How hard is it to find someone worthwhile when living in a resort town, especially as a 40+ single woman? Here are the pros and cons of dating (from a female perspective).
Although the ratio of men to women is considered to be ideal with more men than women in mountainous resort towns, it usually boils down to the issue of quality over quantity.
Many local women find themselves dating the Peter Pan types — you know, the perpetual “man-boy” who keeps getting away with acting like they’re still in their 20’s when they’re really 40+.
“Peter” shucks responsibility, dodges commitment and is more concerned about having fun than growing up.
They don’t recognize that grownups can have a lot of fun too. Having said that, most locals end up in resort towns for fun’s sake, so you can’t knock that approach to life completely.
What Women Want
It’s just that when it comes to forming a serious relationship at mid-life, women desire a maturer grown-up because the Peters of the world will wear you down sooner or later. Dating this aloof type usually begins with a blast-off, moving full steam ahead. The romance of falling head-over-heels with a fun-lovin’, rugged mountain man certainly has its appeal. But after a few months of intense passion and endless possibilities, reality usually kicks in.
Overlooking the flaws gets old. You know, those minor inconveniences like not picking up the tab because they’re broke (again) or enduring yet another 4 wheelin’ or fishin’ date just so you can spend more time together. Those dates aren’t necessarily bad — they’re just bad when they become the norm vs. the exception.
Instead of expecting that their guy hold down a job, have an education or at least a savings account with more than two figures in it, many women tend to be happy if their guy can just avoid punctuating every other sentence with ‘dude’, ‘sick’ or ‘gnarly.’ Not to mention being a complete stoner or town drunk. Most of the local women I know have their act together, more so than the men I meet.
Relationships Take Work
Most of my single girlfriends looking to settle down with someone special realize that relationships take a lot of work — work they’re prepared to do. And I think that’s where the gender difference kicks in. Take the TV Show: The Bachelorette, for example. I don’t really believe in the show’s approach to finding love, but I still watch, probably because I want to believe in love at first sight and all that gushy stuff (even at my ripe old age).
Most of the men vying for a rose sure do seem sincere and good-looking. They’re certainly saying all the right things to get a rose in order to move to Round 2. But as most Bachelor and Bachelorette seasons reveal in time, Prince Charming is an illusion (unless, of course, you’re Trista who married long-time Vail local Ryan Sutter).
Maybe I’m just jaded. I hope not.

Excerpts of location labeling data
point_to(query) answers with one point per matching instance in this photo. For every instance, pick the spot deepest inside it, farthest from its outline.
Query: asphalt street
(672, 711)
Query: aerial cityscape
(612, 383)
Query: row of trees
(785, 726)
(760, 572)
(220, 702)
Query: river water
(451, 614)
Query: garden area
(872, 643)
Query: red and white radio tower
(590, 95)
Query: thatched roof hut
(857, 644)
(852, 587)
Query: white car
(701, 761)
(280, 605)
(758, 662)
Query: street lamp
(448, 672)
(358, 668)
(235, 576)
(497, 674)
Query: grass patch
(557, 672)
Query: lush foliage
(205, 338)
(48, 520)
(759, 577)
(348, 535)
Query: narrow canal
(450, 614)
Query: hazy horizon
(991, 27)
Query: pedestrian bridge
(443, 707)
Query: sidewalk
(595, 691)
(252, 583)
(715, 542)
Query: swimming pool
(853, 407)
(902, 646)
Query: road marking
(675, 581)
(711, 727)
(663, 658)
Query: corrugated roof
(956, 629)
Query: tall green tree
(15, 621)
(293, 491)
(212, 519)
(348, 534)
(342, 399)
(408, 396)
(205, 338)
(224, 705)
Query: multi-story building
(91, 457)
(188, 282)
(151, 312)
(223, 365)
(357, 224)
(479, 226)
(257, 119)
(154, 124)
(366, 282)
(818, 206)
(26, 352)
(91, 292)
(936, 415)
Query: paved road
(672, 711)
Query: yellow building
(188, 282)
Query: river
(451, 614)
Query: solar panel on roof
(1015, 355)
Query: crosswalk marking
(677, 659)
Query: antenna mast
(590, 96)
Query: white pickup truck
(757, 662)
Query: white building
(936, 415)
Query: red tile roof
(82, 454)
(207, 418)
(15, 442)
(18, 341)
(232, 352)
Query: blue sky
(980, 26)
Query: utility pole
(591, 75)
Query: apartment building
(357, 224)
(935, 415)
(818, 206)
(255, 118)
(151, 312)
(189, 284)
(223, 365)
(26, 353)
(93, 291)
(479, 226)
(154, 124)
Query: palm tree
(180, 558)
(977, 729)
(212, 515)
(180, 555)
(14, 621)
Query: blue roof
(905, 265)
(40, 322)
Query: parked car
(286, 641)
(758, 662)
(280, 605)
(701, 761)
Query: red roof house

• **Tasks for this exercise**
a) Return the rows of location labeling data without alteration, from the line containing "Query: hazy horizon" through the final row, including both ends.
b) Continue the essay on dating in a resort town from the point where it stops.

• **Task answers**
a)
Query: hazy horizon
(991, 27)
Query: pedestrian bridge
(443, 707)
Query: sidewalk
(595, 691)
(252, 583)
(715, 542)
Query: swimming pool
(853, 407)
(902, 646)
Query: road marking
(675, 581)
(711, 727)
(663, 658)
Query: corrugated roof
(956, 629)
Query: tall green tree
(15, 621)
(293, 491)
(212, 519)
(348, 534)
(342, 399)
(408, 396)
(205, 338)
(224, 705)
Query: multi-story building
(91, 457)
(188, 282)
(151, 312)
(223, 365)
(357, 224)
(479, 226)
(257, 119)
(154, 124)
(366, 282)
(818, 206)
(26, 352)
(91, 292)
(936, 415)
Query: paved road
(672, 711)
Query: yellow building
(188, 282)
Query: river
(451, 614)
Query: solar panel on roof
(1015, 355)
Query: crosswalk marking
(677, 659)
Query: antenna mast
(590, 96)
Query: white pickup truck
(757, 662)
Query: white building
(936, 415)
Query: red tile roof
(82, 454)
(207, 418)
(15, 442)
(18, 341)
(232, 352)
Query: blue sky
(980, 26)
Query: utility pole
(591, 75)
Query: apartment building
(357, 224)
(935, 415)
(818, 206)
(255, 118)
(151, 312)
(189, 284)
(223, 365)
(26, 353)
(93, 291)
(479, 226)
(154, 124)
Query: palm tree
(180, 558)
(977, 729)
(212, 515)
(180, 555)
(14, 621)
Query: blue roof
(905, 265)
(40, 322)
Query: parked car
(286, 641)
(758, 662)
(280, 605)
(701, 761)
Query: red roof house

b)
I’ve certainly dated my fair share of loser, testosterone-filled mountain men, but I am happy to report that I haven’t given up. Yet, I certainly have given more than I’ve received over the years. I overlooked a lot to maintain peace and happiness. I have been extremely supportive and encouraging even when my mind raced with doubt.
I also know that at the end of those relationships, I felt completely depleted, requiring a good 9-12 month period of recuperation just to get my groove back. Most of the women I know have done and felt the same.
And therein lies the problem: good relationships should fill you up and leave you energized, not the other way around.
I am so far from perfect it’s not even funny. Like most women I know (and as my dating history will attest), I am not looking for perfection by any means.
I just would like to find someone whose attributes outweigh their flaws. It doesn’t have to be 90/10. Or even 70/30 for that matter. But is a 55/45 positive-to-negative ratio too much to ask?
These last few months have been spent post-mortem-ing my last relationship. This honest assessment was long overdue since I firmly intend to make different choices going forward.
So, what did I learn during this time of reflection? I learned that it’s time I redraw my boundaries and redefine what attractive is. As a grown-up 40-something woman, I now realize my vision of the ideal mate stayed stuck in high-school instead of growing up with me.
Lowering Your Standards
I used to say to the Peters of my world, “Why do I have to keep lowering my standards so that you can finally meet them?” And with that statement, the beginning of the end would naturally appear.
I guess I’ve always known deep down inside that I could never build a life with someone without mutual-respect on all fronts. Sometimes that realization took a few years (in the case of my marriage: nine) before I’d do something about it, but it always and eventually boils down to respect.
So shame on me for lowering my standards in the first place.
Don’t get me wrong: good times and lots of laughter are an important necessity to a healthy partnership. But, in my newly-formed opinion, “having fun” can never fill the shoes of “mutual respect” where a long-term relationship is concerned.
I believe there are many, many men out there — yes, even handsome, rugged mountain men — who are more than worth my while. I may be depleted and in recovery mode, but I’ll keep looking for that special someone (after I’m fully recharged, of course).
Next time around though, you can rest assured I’m raising my standards.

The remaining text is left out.